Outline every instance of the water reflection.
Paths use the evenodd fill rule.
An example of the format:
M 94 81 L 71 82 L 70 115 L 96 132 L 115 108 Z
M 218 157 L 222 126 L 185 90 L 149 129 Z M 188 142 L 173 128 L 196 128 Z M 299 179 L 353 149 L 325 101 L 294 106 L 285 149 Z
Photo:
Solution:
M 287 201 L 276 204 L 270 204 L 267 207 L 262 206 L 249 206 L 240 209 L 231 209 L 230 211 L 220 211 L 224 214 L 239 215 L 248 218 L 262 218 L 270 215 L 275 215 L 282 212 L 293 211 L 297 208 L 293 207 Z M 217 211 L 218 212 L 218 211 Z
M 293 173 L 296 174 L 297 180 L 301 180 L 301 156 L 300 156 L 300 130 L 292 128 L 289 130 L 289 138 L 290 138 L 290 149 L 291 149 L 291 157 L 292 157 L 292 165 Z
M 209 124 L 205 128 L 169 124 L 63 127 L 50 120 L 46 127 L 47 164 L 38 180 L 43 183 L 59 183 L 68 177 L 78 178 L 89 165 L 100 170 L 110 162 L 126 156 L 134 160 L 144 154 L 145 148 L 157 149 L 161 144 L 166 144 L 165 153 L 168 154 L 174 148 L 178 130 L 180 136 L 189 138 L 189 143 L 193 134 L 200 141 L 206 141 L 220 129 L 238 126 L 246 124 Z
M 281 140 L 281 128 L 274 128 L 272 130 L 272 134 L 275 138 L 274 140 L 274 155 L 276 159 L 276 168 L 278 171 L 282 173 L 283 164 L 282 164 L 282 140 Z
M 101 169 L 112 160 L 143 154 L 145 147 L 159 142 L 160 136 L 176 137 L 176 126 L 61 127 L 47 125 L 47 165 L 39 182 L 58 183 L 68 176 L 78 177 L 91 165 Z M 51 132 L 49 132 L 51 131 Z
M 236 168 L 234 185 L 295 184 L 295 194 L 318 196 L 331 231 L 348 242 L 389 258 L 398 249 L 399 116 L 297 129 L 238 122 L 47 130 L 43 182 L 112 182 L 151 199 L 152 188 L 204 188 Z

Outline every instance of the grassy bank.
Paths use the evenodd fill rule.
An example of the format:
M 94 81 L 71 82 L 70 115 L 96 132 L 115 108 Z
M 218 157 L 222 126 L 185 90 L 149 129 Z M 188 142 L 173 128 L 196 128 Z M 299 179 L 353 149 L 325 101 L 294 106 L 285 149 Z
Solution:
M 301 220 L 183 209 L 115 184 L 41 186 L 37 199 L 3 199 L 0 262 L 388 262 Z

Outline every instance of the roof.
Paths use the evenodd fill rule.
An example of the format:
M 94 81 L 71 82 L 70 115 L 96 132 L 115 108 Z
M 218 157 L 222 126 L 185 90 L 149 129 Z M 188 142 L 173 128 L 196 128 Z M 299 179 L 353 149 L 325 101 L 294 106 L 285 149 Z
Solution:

Work request | State how many lines of the data above contain the string "instance", and give no other words.

Answer to this exercise | 3